WHAT TO PRODUCE: The listing below should be printed exactly, though its pictures must not be.

PROVIDED DATA:
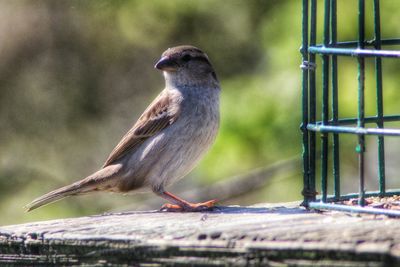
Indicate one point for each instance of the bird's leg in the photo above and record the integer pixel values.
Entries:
(180, 204)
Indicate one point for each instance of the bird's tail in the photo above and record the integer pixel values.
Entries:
(97, 181)
(53, 196)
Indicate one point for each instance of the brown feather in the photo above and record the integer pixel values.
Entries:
(155, 118)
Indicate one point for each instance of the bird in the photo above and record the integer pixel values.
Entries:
(167, 141)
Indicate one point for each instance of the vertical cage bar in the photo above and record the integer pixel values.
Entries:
(304, 52)
(312, 98)
(335, 105)
(361, 100)
(379, 99)
(325, 105)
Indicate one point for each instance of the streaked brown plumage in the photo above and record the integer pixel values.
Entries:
(168, 139)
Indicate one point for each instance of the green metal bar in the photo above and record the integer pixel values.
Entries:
(325, 105)
(304, 53)
(335, 103)
(356, 52)
(352, 130)
(392, 192)
(357, 209)
(373, 119)
(379, 99)
(392, 41)
(361, 101)
(312, 99)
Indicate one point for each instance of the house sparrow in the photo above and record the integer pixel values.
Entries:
(168, 139)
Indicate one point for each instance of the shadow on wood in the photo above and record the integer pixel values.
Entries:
(262, 234)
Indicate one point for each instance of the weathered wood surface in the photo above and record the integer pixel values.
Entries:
(273, 235)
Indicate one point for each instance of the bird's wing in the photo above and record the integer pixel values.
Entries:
(160, 114)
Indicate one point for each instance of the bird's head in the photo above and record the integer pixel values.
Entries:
(186, 65)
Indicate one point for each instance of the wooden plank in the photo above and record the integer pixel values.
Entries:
(263, 234)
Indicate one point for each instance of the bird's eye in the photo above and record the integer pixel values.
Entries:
(186, 58)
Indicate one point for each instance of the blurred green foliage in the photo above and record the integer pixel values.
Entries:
(75, 75)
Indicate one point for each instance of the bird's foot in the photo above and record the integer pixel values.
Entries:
(191, 207)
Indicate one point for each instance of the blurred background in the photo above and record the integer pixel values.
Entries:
(75, 76)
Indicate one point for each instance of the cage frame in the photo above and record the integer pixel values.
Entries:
(330, 124)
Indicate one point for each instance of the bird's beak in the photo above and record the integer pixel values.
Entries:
(166, 63)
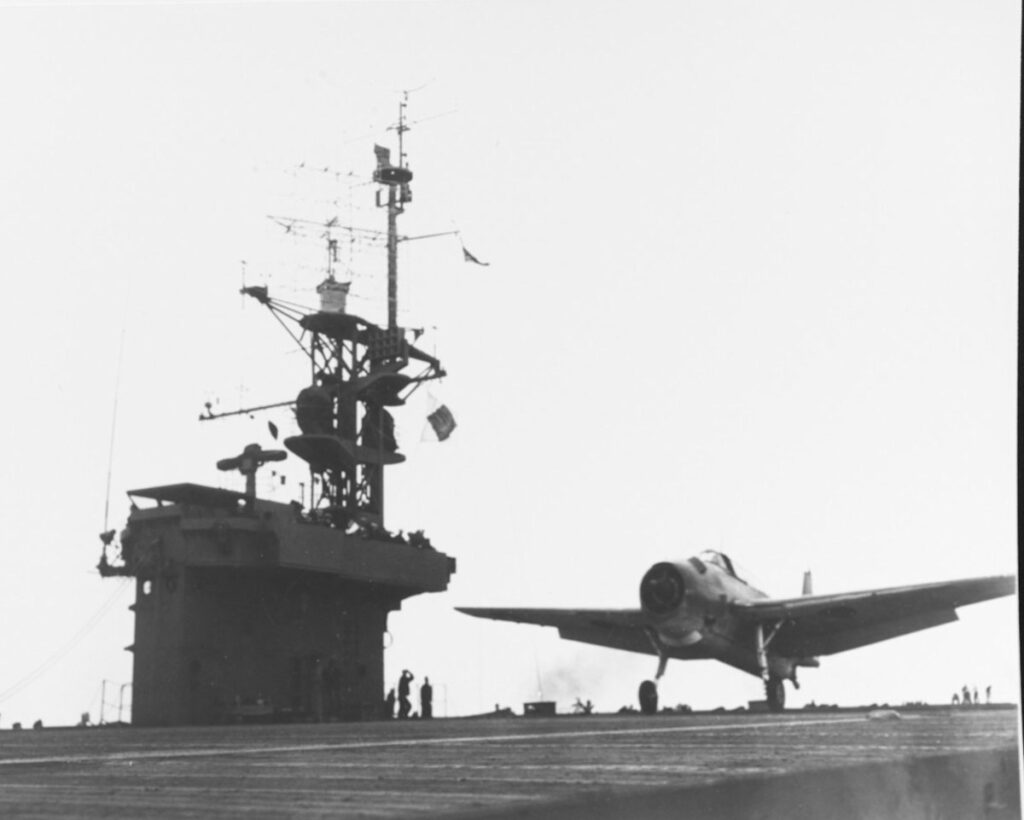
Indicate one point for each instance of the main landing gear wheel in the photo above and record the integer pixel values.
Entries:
(648, 697)
(775, 692)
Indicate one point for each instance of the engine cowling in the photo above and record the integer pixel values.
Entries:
(667, 601)
(662, 590)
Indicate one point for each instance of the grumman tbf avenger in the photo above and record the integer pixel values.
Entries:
(701, 609)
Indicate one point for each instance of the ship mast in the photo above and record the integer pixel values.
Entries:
(356, 372)
(396, 178)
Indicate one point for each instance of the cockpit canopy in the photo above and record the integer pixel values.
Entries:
(721, 560)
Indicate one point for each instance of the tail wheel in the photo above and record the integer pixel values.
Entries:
(648, 697)
(775, 692)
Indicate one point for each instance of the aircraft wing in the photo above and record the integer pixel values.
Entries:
(617, 629)
(824, 624)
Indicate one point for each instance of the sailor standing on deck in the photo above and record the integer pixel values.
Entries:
(426, 699)
(403, 687)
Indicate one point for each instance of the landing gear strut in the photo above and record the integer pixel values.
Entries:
(648, 689)
(775, 693)
(648, 697)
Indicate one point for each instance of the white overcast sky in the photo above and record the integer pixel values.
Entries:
(753, 287)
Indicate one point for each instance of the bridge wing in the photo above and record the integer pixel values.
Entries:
(616, 629)
(824, 624)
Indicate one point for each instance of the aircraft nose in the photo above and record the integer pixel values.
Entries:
(662, 589)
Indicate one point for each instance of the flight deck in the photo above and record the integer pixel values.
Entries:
(934, 763)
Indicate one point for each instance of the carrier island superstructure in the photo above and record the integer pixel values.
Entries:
(248, 608)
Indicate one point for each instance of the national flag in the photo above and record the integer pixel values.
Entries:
(442, 421)
(470, 258)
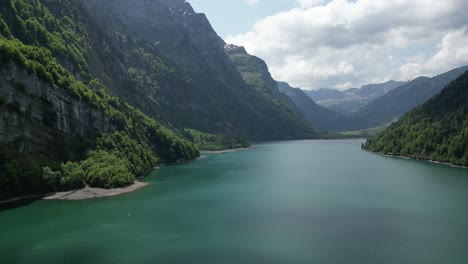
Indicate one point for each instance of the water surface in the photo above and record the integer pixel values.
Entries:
(287, 202)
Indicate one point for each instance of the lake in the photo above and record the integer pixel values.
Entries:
(282, 202)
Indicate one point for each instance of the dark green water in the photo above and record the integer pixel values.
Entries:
(290, 202)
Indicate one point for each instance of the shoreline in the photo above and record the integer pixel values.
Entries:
(93, 193)
(420, 159)
(224, 151)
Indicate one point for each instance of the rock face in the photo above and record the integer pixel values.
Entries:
(36, 118)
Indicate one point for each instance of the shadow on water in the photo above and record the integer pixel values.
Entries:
(17, 204)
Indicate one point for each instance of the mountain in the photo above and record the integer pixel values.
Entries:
(351, 100)
(321, 118)
(255, 73)
(170, 63)
(97, 92)
(436, 130)
(403, 99)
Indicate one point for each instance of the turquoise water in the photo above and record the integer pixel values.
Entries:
(287, 202)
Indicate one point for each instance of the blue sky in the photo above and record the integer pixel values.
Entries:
(235, 17)
(341, 44)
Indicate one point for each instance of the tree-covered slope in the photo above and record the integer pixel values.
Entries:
(170, 63)
(59, 126)
(321, 118)
(255, 73)
(402, 99)
(436, 130)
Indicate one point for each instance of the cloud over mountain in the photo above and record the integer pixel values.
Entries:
(343, 43)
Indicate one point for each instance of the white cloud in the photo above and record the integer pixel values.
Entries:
(251, 2)
(452, 53)
(344, 43)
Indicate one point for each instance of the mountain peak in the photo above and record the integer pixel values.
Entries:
(234, 49)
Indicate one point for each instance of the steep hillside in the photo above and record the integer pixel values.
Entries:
(169, 62)
(321, 118)
(403, 99)
(49, 118)
(351, 100)
(436, 130)
(255, 73)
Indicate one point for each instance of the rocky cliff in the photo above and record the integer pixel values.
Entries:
(38, 119)
(172, 65)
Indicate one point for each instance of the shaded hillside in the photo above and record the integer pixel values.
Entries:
(255, 73)
(436, 130)
(169, 62)
(321, 118)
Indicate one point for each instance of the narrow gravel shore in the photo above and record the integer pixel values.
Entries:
(91, 193)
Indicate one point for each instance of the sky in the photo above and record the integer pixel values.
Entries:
(340, 44)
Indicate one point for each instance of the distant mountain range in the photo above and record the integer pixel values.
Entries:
(437, 130)
(320, 117)
(371, 106)
(402, 99)
(351, 100)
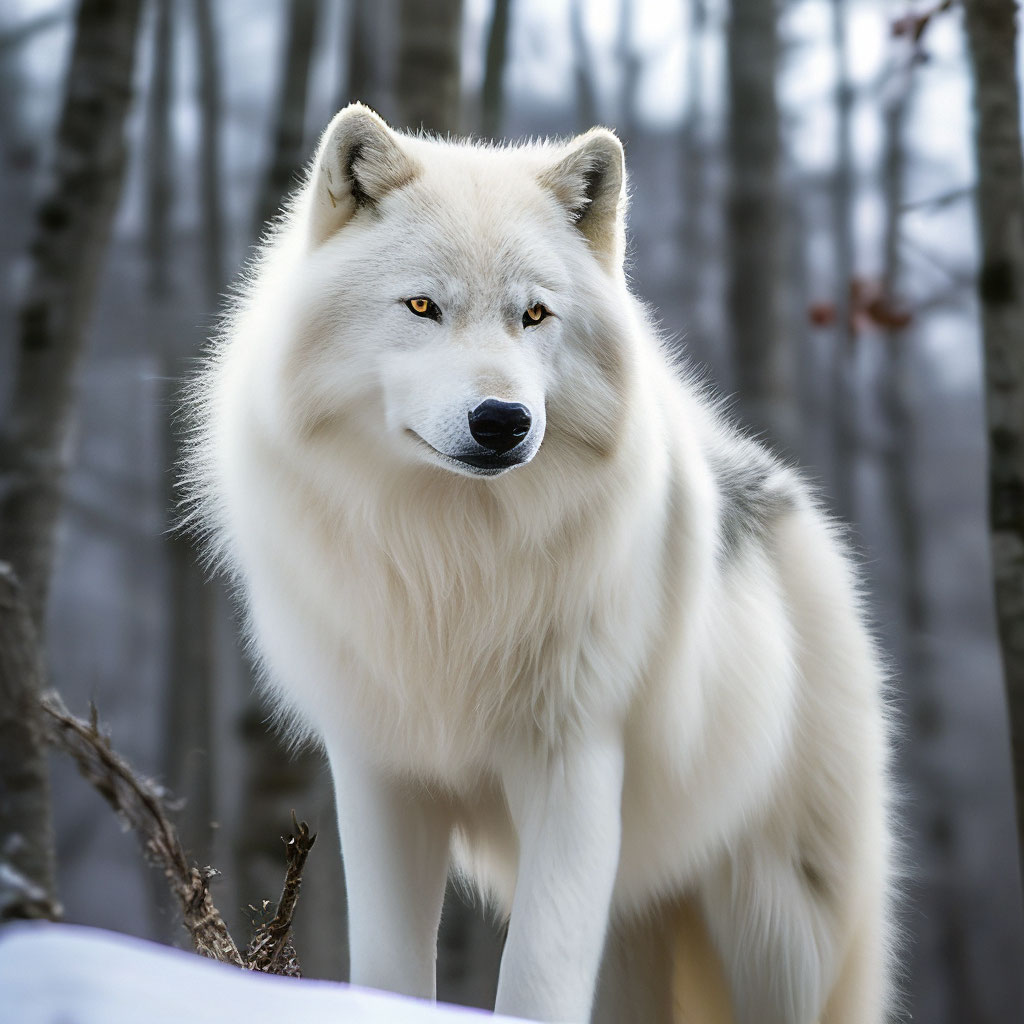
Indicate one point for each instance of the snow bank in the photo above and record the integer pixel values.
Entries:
(57, 974)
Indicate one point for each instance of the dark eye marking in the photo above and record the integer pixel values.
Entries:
(535, 314)
(423, 306)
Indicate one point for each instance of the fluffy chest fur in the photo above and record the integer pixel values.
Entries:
(435, 617)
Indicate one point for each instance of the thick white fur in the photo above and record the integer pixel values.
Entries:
(598, 682)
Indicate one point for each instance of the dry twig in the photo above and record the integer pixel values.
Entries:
(270, 949)
(140, 804)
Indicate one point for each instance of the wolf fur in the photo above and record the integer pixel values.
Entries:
(625, 686)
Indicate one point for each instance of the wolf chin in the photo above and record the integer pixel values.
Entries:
(559, 626)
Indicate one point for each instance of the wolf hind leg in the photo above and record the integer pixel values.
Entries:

COMPLETED EXERCISE:
Indicate one point for each instance of the bird's leg in the photo above and record the integer pixel values.
Entries:
(180, 204)
Indicate one point for each instance of the bird's tail in the photo above and record the integer pixel values.
Entries:
(97, 181)
(53, 196)
Indicate one point for each instance of the brown feather in the photo above and record the integer pixel values.
Entries:
(155, 118)
Indicate one point for each instance of the bird in the photo above and record the integer pixel values.
Entries:
(167, 141)
Indicate one point for each instance of the vertical cage bar in the photo above and record the integer pixel values.
Entries:
(304, 52)
(312, 98)
(335, 105)
(361, 100)
(379, 99)
(325, 105)
Indicate one point for each instance of the streaked brown plumage in the photo above and record the integer pixel values.
Entries:
(168, 139)
Indicate one point for each instance of the green metal bar in the photo above and record the integer pixel values.
Entries:
(325, 105)
(304, 53)
(335, 103)
(356, 52)
(352, 130)
(392, 192)
(357, 209)
(373, 119)
(379, 99)
(392, 41)
(361, 101)
(312, 99)
Indicate one point for each instance of the house sparrow in the photo above and record the integer pixel values.
Entries:
(168, 139)
Indicate one point for each instance of the shadow on wood in the photo above and record the integer pixel values.
Entries:
(262, 234)
Indicate one point for each instance of the weathered wood surface in the photo above and record the integer pixel values.
Entries:
(273, 235)
Indicate one point for each instance of the bird's wing in the photo above and record the integer pixel values.
Entries:
(160, 114)
Indicate one point for each instance of the bird's head in the photo above and record the integer pixel values.
Entries:
(186, 65)
Indicate one point for each instance of the wooden plank in the photo above and record the integer pixel values.
Entries:
(263, 234)
Indicate one point for each instance of the bird's eye in the photo above and record the integer pixel values.
Entries:
(186, 58)
Indicate one point for each instance of the blurred green foliage in the photo above and record the integer pixel values.
Entries:
(75, 75)
Indicate one point for each instance of the bird's foot in the photo above and record the integer pixel values.
Entries:
(191, 207)
Indicate one point for each instance of the blurred background in the photo above and record the integer pixel values.
Entries:
(75, 76)
Indicate one point for each instance of the cage frame in the photo above and record the integer pixel values.
Entries:
(330, 124)
Indicate one point for each instance of the bird's beak in the photo above and record the integer pixel values.
Entries:
(166, 63)
Indicate one point for each instance of the main landing gear wheel in the photo above and record the integer pixel values.
Entries:
(648, 697)
(775, 692)
Indicate one point for each instance of the engine cowling in the photo above and record the integer pixel values.
Entries:
(667, 601)
(662, 590)
Indicate one point for each instance of the grumman tbf avenger in the photo above and record the integer pixel values.
Entries:
(701, 609)
Indicate one point for each instance of the ship mast in the photo above and record the integer pixel values.
Entries:
(356, 372)
(396, 178)
Indicate one point for each instance of the cockpit canopy in the photo above and record the integer pixel values.
Entries:
(721, 560)
Indicate one point for each instance of the tail wheel in the photo above and record the integer pixel values.
Entries:
(648, 697)
(775, 692)
Indicate one point for each instance of the aircraft wing in the photo above and record the integer pixel values.
Entries:
(617, 629)
(824, 624)
Indicate one point for each instance of the sailor standing on deck in the photo above and record the integer pixel values.
Entries:
(426, 699)
(403, 687)
Indicate one point for each instance of the landing gear strut in the photo above and record the integer pixel values.
Entries:
(648, 689)
(775, 693)
(648, 697)
Indicate one point for each instance of the white overcast sky in the photo above and record the integer pixel values.
Entries:
(753, 287)
Indicate one point for each instance of the bridge wing in the photo above and record the integer pixel values.
Entries:
(616, 629)
(824, 624)
Indicate one point for each instance of the aircraft nose in the photo above and record the integer pixel values.
Entries:
(662, 589)
Indicate one point for each instance of the flight deck in the photo above and record the integer pixel values.
Entries:
(934, 763)
Indicate one point for each instance of the carrier island superstructure in the photo above and record the integer pixel values.
Entries:
(248, 608)
Indicate one point for each instance of the national flag in the photo above and record the integer pixel values.
Entries:
(442, 421)
(470, 258)
Indicate one point for each instance of the water surface in the photo above and record the integer pixel values.
Entries:
(287, 202)
Indicate one point for each instance of the lake in the photo above and record the integer pixel values.
Entries:
(282, 202)
Indicate one point for each instance of the dark green water in the photo above and record the integer pixel values.
Entries:
(290, 202)
Indicate one point for each instance of the shoreline in the photo above and record the integer pixel values.
Entries:
(93, 193)
(420, 159)
(224, 151)
Indicate one point for each instance of the rock face in the photo above and record the integer pixel values.
Entries:
(36, 118)
Indicate one point for each instance of the shadow on water in the photo above and record the integer pixel values.
Entries:
(17, 204)
Indicate one point for each instance of the mountain in the photo above and record the integer pixel values.
Entries:
(351, 100)
(321, 118)
(255, 73)
(170, 63)
(97, 92)
(436, 130)
(403, 99)
Indicate one point for each instance of the turquoise water in the photo above and record the integer pixel values.
Entries:
(287, 202)
Indicate one point for each instance of the blue sky in the photo above and record the integer pixel values.
Entries:
(235, 17)
(341, 44)
Indicate one point for each instance of the tree-covered slope in the photo above and record the integer pixel values.
Entries:
(170, 63)
(59, 126)
(321, 118)
(255, 73)
(402, 99)
(436, 130)
Indicate one point for each instance of the cloud over mountain in the photo above and record the integer pixel values.
Entries:
(343, 43)
Indicate one point for each instance of the white cloud in the photo above and record the integer pixel values.
Entries:
(251, 2)
(452, 53)
(344, 43)
Indicate one point for each instance of the mountain peak in the photo above and record the integer pixel values.
Entries:
(234, 49)
Indicate one point for each instance of the steep hillside in the photo above and record the integer pixel values.
Entries:
(169, 62)
(321, 118)
(403, 99)
(49, 118)
(351, 100)
(436, 130)
(255, 73)
Indicate one point for each instance of the rocky cliff in the photo above and record the integer pixel values.
Entries:
(38, 119)
(172, 65)
Indicate one point for each instance of the shaded hillside in the photo above and record the integer pixel values.
Entries:
(255, 73)
(436, 130)
(169, 62)
(321, 118)
Indicate one point for each instance of the narrow gravel shore in the photo above and record the integer pixel values.
Entries:
(91, 193)
Indicate one point for each instance of the sky in the photo above and record the integer pixel values.
Entries:
(340, 44)
Indicate one point for each instance of the distant mountain range in the photo above and record the integer pixel values.
Entries:
(437, 130)
(320, 117)
(371, 106)
(402, 99)
(351, 100)
Indicate one point for each instance of the snow bank in the photo above and record the integer pixel values.
Entries:
(57, 974)
Indicate one point for each instance of the dark eye marking in the photo above and record the integer pixel values.
Entries:
(535, 314)
(423, 306)
Indicate one point for each instance of the fluffy chest fur in the photo above and record the integer pixel values.
Entries:
(435, 617)
Indicate one point for each instance of the thick white fur in the photo above and record the integer pixel values.
Entries:
(598, 682)
Indicate one point for each instance of the dry twig in the photo above and record the integer pixel values.
Entries:
(270, 949)
(140, 804)
Indicate one point for each instance of the wolf fur in the photo above and record the integer pixel values.
Entries:
(625, 686)
Indicate one point for each instance of the wolf chin in the photo above and record the integer pixel values.
Entries:
(559, 626)
Indicate one point for each instance of the wolf hind leg in the photo above and record the integer pixel values.
Entries:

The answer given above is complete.